*Page text*
Cool water temperatures and clean water are necessary for healthy salmon runs, which have been dramatically diminishing for decades in the Sammamish River and north Lake Washington.
Salmon are also resident killer whale pods’ favorite food in Puget Sound. Their numbers have been diminishing in recent years.
“The killer whales are dying a death of a thousand cuts, and so the solution to that is a thousand bandages,” Bain said, saying the North Creek Forest preservation as one of many small ‘bandages’ which could help strong salmon runs return.
Students in the REN program, Gold said, take these impacts into consideration during their projects.
“What they put in has to have a vision for what type of environment they want to provide,” he said. “(We’re) hoping that through time, this will develop into a self-sustaining ecosystem.”
FONCF has won a wide range of environmental grants, notably landing three Land and Water Conservation Fund Grants which Bain said are only awarded to around five percent of applicants.

*Data lines*
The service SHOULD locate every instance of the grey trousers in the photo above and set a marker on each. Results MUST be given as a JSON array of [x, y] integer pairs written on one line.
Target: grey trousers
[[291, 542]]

*Work to complete*
(A) Copy the North Creek Forest passage word for word, starting at "Salmon are also" and ending at "during their projects.".
(B) Continue the North Creek Forest passage after its final sentence.
The data has no connection to the text.

*The results*
(A)
Salmon are also resident killer whale pods’ favorite food in Puget Sound. Their numbers have been diminishing in recent years.
“The killer whales are dying a death of a thousand cuts, and so the solution to that is a thousand bandages,” Bain said, saying the North Creek Forest preservation as one of many small ‘bandages’ which could help strong salmon runs return.
Students in the REN program, Gold said, take these impacts into consideration during their projects.

(B)
The forest also provides a resource to students of all ages, with elementary students from as far away as Lynnwood and Marysville busing in to check out the park. All of the Northshore School District schools are within 12 miles of the forest too, Sprong said.
Many of FONCF’s volunteers are from the neighborhoods adjacent to the forest, Sprong said, and they understand the ecological impact of forest preservation.
Upcoming restoration events are open to anyone, Sprong said, happening on Jan. 30 and Feb. 6 starting at 10 a.m.
“The legacy of this forest is going to be awesome,” Bain said.